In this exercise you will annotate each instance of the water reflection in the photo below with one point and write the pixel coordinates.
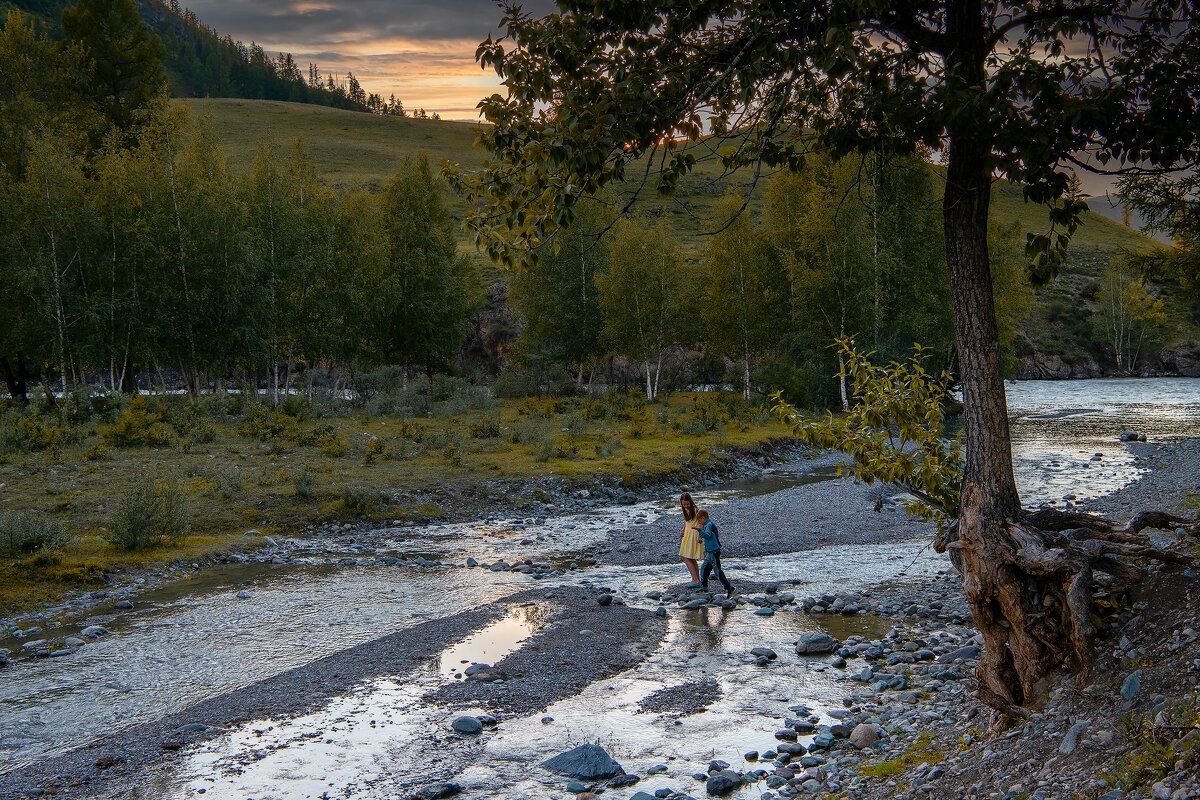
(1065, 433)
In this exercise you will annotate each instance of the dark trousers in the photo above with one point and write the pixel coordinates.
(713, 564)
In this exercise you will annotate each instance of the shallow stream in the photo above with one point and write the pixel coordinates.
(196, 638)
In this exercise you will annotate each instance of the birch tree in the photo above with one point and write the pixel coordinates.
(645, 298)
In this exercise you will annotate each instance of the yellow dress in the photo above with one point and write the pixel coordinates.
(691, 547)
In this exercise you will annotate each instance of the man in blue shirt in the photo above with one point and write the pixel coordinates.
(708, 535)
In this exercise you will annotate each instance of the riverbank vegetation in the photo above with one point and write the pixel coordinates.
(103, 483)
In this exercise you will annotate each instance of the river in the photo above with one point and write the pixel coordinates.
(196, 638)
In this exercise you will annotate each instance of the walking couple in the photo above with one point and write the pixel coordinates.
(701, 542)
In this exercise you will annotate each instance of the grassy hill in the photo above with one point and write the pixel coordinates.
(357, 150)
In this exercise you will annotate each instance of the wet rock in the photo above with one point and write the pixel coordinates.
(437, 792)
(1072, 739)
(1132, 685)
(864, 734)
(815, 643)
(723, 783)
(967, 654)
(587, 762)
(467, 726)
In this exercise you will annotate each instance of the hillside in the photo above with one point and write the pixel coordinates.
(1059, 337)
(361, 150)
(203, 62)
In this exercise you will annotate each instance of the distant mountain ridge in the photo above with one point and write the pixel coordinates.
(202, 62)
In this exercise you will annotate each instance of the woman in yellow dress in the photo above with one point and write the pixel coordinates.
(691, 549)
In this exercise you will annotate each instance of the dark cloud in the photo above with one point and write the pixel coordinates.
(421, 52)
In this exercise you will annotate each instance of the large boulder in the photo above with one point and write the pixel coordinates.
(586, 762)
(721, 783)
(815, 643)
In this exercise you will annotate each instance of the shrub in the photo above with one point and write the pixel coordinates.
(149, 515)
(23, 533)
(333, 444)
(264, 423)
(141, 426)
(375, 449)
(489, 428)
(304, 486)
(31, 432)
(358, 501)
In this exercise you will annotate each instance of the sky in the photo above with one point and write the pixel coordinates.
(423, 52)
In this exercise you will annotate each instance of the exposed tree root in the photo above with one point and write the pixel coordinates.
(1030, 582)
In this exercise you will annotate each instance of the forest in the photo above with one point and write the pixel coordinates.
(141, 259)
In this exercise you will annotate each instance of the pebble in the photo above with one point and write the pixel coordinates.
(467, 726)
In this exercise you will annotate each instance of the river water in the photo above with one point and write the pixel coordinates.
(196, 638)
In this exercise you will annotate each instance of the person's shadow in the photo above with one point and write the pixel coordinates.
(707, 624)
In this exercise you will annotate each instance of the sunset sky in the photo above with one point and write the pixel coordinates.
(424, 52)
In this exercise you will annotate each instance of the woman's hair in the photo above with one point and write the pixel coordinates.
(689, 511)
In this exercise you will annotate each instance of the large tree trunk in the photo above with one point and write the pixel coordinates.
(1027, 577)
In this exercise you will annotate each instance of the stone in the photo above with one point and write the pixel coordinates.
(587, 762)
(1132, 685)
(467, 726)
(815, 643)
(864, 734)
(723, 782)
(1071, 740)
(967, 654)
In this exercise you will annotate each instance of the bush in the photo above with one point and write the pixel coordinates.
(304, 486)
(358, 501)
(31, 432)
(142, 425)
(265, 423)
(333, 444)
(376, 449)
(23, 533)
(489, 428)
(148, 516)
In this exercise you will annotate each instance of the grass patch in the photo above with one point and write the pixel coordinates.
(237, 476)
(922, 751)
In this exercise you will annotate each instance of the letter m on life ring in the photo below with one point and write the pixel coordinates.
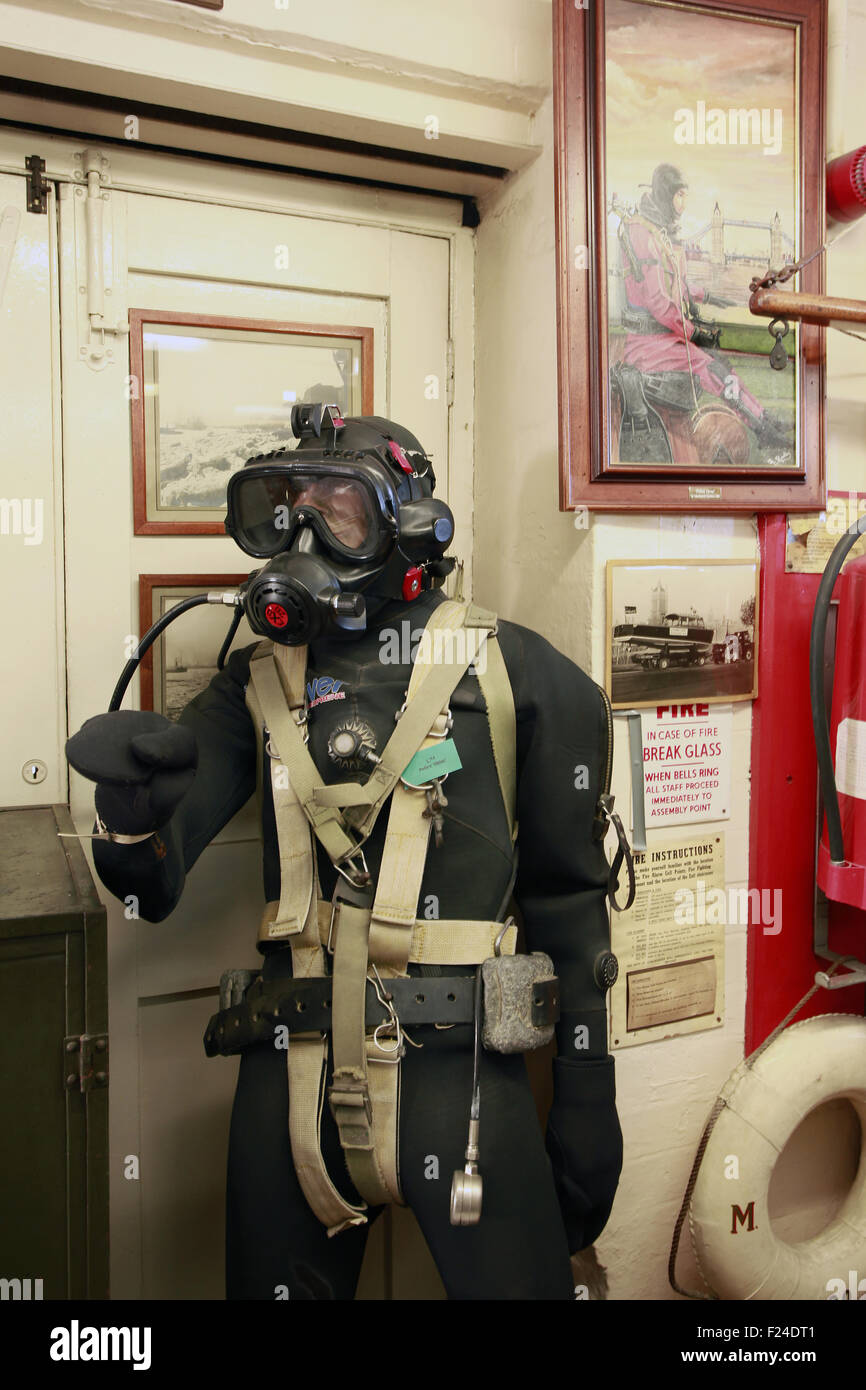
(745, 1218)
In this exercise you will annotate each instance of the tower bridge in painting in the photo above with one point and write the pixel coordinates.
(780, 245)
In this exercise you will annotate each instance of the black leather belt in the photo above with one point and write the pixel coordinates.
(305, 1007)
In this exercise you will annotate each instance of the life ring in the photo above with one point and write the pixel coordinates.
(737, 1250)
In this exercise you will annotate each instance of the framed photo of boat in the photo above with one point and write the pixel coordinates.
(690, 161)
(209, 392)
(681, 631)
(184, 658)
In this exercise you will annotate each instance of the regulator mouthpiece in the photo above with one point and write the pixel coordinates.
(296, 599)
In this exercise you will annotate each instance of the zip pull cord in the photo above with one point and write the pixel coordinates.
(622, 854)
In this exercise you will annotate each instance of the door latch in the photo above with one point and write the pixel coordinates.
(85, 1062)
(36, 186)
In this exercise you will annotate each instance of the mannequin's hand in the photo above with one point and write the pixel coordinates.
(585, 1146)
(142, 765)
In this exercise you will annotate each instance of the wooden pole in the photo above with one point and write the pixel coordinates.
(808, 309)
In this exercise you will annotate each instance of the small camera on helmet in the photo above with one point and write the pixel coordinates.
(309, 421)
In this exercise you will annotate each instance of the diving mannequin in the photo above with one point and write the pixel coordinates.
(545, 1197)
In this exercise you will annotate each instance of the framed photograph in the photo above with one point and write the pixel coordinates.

§ TASK PROMPT:
Output the records above exactly; leave out the pictures.

§ EXERCISE SOLUTION:
In this exercise you will annotate each instance of the water reflection in the photo below with one point and write the pixel coordinates.
(1065, 433)
In this exercise you will annotate each instance of the dark trousers in the photo above with one point and write the pixel coordinates.
(713, 564)
In this exercise you will annotate each instance of the shallow stream in the photo above with one point and write the pixel coordinates.
(196, 638)
In this exercise you will annotate each instance of the birch tree in the photo above with one point and write the pixel coordinates.
(645, 298)
In this exercise you will annotate each instance of the yellow dress in the photo above with one point and write the pixel coordinates.
(691, 547)
In this exercise you will annotate each instance of the man in blue shirt in the photo above with one point and write the pixel coordinates.
(708, 535)
In this exercise you will annotate each instance of the riverbank vegetation in the photo above with one point and write the pixel coordinates.
(103, 483)
In this exercise you will annotate each instance of the river in the photo above with one point and write the pixel coordinates.
(196, 638)
In this exercise you will annotate each instance of the walking couple in the photo above with one point and write the pixel coordinates.
(701, 542)
In this exercise you will annotate each instance of the grassy hill in the photo above with one point and write the pixel coordinates.
(357, 150)
In this exercise you will annotate each instance of the wet rock in the photo above with one point and write the pixel coordinates.
(437, 792)
(1072, 739)
(1132, 685)
(864, 734)
(815, 643)
(723, 783)
(967, 654)
(587, 762)
(467, 726)
In this exercise you will annotate each instance of the hillside in the photo above with one point and write the pixel coordinates.
(1059, 337)
(361, 150)
(203, 62)
In this exercise you will annotate each instance of the distant mountain ridge in the photo above with one point and write the pixel coordinates.
(202, 62)
In this exercise you will annotate each instance of the woman in yellow dress in the photo above with one point and write the pixel coordinates.
(691, 549)
In this exercise you will annotate each instance of the dark cloud in the photo above with one point and write the pixel coordinates.
(421, 52)
In this exercise you will annotate each instance of the large boulder in the photo above with one point and write the pixel coordinates.
(586, 762)
(721, 783)
(815, 643)
In this exercise you will annotate each instance of the shrub in the photo above with one point and write the pixel coordinates.
(149, 515)
(23, 533)
(333, 444)
(264, 423)
(141, 426)
(375, 449)
(489, 428)
(304, 486)
(31, 432)
(358, 501)
In this exercise you will annotate each instance of the sky in the photo above with one point and write the pixel coordinates.
(423, 52)
In this exercise you will annotate each instance of the exposed tree root in the photo above with one point and write the pixel coordinates.
(1030, 582)
In this exercise you will annotate each instance of the forest in the photo above with one point and write the pixel coordinates.
(141, 259)
In this exercise you will annotate each instance of the pebble in the photo above with one point and write the pixel coordinates.
(467, 726)
In this exercise you will annotate each instance of the river water in the photo above with one point and write the pixel coordinates.
(196, 638)
In this exercise you will annotate each instance of the person's shadow in the photo above with one point and write the pixel coordinates.
(707, 624)
In this exercise you will annotate each instance of the sunset sky in the photo above with one point and write the pixel coordinates.
(424, 52)
In this exercise you will annotate each instance of the woman's hair in the photo above with one point and write the pixel coordinates.
(689, 511)
In this exercise you will annotate each instance of the large tree trunk in the photo above with one point and write the pixel coordinates.
(1027, 577)
In this exercise you will annotate each instance of the stone in the photo above with one point and write the pixel coordinates.
(587, 762)
(1132, 685)
(467, 726)
(815, 643)
(864, 734)
(723, 782)
(1071, 740)
(967, 654)
In this exercise you will annotate each instance of the bush in the photo above with one point and write the pixel coordinates.
(304, 486)
(358, 501)
(31, 432)
(142, 425)
(265, 423)
(333, 444)
(376, 449)
(23, 533)
(489, 428)
(148, 516)
In this exercise you will annotate each instance of the grass patch in the photo above with one point and write the pixel coordinates.
(237, 476)
(922, 751)
In this exercise you will annotate each instance of the letter m on life ring in the photo below with one point and write the pixel coordinates.
(745, 1218)
In this exercise you will annotate each instance of the tower bridge in painting in the photo above with one point and write the pixel coordinates.
(780, 245)
In this exercise you will annotate each instance of the black leather belt in the photo above with one point and write the pixel coordinates.
(305, 1007)
In this exercise you will annotate each instance of the life ring in the photo above with one point and write the pixel coordinates.
(737, 1250)
In this exercise you will annotate each instance of the framed photo of boat in the photo above with one point and write the pixel coordinates.
(690, 161)
(209, 392)
(681, 631)
(184, 658)
In this exercise you will annotate each instance of the regulator mouthpiece in the photo above with one point and write the pixel coordinates.
(296, 599)
In this exercise you will annotate each instance of the zip pull cord in the photo above with one point and write the pixel coordinates.
(622, 854)
In this exercise you will annotate each instance of the door latch in the photo above with one point and write the pixel coordinates.
(85, 1062)
(36, 186)
In this exercise you will annotate each instance of the mannequin's hand in the photo above with one point and write the pixel coordinates.
(585, 1146)
(142, 765)
In this exercise you will annotate each instance of the wooden pole in the photo above with one point and write the pixel coordinates.
(808, 309)
In this exercise you will annotate each instance of the small camera on helmet in the photo above with one point and write the pixel coordinates.
(309, 421)
In this exercise you will annotate each instance of the diving mannequin in the photo above with one point and write the pixel coordinates.
(545, 1197)
In this exercise you will annotate each instance of the framed photograph in the photo above with one point and write the pixel coordinates.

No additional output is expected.